▸ **TEXTE**

========

Les fautes du ministre de la Justice :

A)        La décision d’extrader Régent Boily

… (paragraphes 28 à 42)

B)        La décision de se fier à des Assurances       diplomatiques

… (paragraphes 43 à 53)

La faute du ministre des Affaires étrangères :

C)        Le suivi de l’extradition

… (paragraphes 54 à 88)

[16]           Il m’apparaît clair et évident que le titre chapeautant les paragraphes 28 à 42 ainsi que le texte même de ces paragraphes cherchent à remettre en question la décision ministérielle du 24 mai 2006 d’extrader le demandeur vers le Mexique. Or, cette décision, tel qu’il ressort des paragraphes précédents, a fait l’objet d’une révision judiciaire approfondie par la Cour d’appel du Québec. Par décision finale de ladite Cour, la demande de révision fut rejetée et la décision ministérielle d’extradition fut jugée non déraisonnable.

[17]           Somme toute, tel que le souligne le défendeur au paragraphe 27 de ses représentations écrites :

27.       Cette décision de la Cour d’appel du Québec a l’autorité de la chose jugée et est res judicata. Ainsi, le demandeur ne peut, dans le cadre d’une action en responsabilité civile, remettre en question ni la décision ministérielle de l’extrader vers le Mexique, ni le jugement de la Cour d’appel du Québec la confirmant. Cette attaque collatérale constitue un abus de procédure qui doit être sanctionné par le rejet de cette cause d’action.

Toronto (Ville) c. (Syndicat canadien de la fonction publique (S.C.F.P.), section locale 79, [2003] 3 R.C.S. 77

Dhalla c. Canada, 2006 CF 100

[18]           Le même raisonnement vaut somme toute pour le titre chapeautant les paragraphes 43 à 53 ainsi que le texte même de ces paragraphes. Les autorités citées par le défendeur aux paragraphes 29 et 30 de ses représentations écrites de même que les paragraphes [31], [36], [62] et [63] de la décision de la Cour d’appel du Québec font qu’il est clair et évident que le Canada était justifié de se fier à ces assurances diplomatiques.

[19]           Il est donc clair et évident que le paragraphe 26 de la déclaration d’action ainsi que le texte de cette déclaration qui suit le paragraphe 27 jusqu’à et y inclus le paragraphe 53 constituent une attaque collatérale de la décision ministérielle d’extradition ainsi que de la décision de la Cour d’appel du Québec. Ainsi ces paragraphes de la déclaration d’action ne peuvent fonder une cause d’action valable au sens de l’alinéa 221(1)a) des règles et ils constituent également un abus de procédure au sens de l’alinéa 221(1)f) des règles.

========

▸ **CONSIGNE**
Dans l'extrait de jugement, relevez tous les numéros de paragraphes de la décision de la Cour d'appel du Québec que cite le paragraphe [18]. Vous n'aurez pas besoin des items pour faire cet exercice.

▸ **ITEMS RÉPERTORIÉS**
========

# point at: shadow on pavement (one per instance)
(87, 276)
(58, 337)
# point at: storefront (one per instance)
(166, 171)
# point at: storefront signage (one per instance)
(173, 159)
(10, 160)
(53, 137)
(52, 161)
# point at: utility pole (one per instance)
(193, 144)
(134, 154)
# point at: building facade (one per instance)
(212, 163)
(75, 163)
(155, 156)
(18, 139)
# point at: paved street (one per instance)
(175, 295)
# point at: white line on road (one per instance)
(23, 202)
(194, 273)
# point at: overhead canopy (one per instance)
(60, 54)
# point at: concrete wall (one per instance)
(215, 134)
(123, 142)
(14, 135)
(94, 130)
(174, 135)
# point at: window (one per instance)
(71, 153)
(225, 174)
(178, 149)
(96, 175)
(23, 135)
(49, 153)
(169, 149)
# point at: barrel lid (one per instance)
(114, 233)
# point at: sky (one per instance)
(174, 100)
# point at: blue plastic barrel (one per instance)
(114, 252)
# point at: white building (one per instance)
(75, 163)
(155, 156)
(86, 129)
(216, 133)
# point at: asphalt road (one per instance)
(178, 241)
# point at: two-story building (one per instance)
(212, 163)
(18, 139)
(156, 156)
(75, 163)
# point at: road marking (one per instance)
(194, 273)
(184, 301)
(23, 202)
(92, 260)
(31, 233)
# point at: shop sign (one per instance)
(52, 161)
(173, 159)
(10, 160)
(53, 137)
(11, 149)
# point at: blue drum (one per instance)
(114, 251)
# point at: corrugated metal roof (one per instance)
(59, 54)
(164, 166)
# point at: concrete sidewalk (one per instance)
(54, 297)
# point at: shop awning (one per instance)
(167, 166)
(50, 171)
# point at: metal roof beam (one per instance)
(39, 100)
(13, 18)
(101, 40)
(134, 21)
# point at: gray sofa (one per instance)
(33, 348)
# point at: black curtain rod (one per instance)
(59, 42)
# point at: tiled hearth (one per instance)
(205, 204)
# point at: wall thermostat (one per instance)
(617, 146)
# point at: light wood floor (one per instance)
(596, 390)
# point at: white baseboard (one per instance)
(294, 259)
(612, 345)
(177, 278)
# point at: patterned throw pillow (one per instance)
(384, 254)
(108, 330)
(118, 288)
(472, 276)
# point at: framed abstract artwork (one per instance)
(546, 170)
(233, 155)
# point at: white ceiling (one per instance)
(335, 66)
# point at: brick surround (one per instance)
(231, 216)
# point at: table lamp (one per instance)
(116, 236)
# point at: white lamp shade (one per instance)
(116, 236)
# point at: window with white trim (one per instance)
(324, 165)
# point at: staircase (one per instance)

========

▸ **CORRIGÉ**
[31], [36], [62] et [63]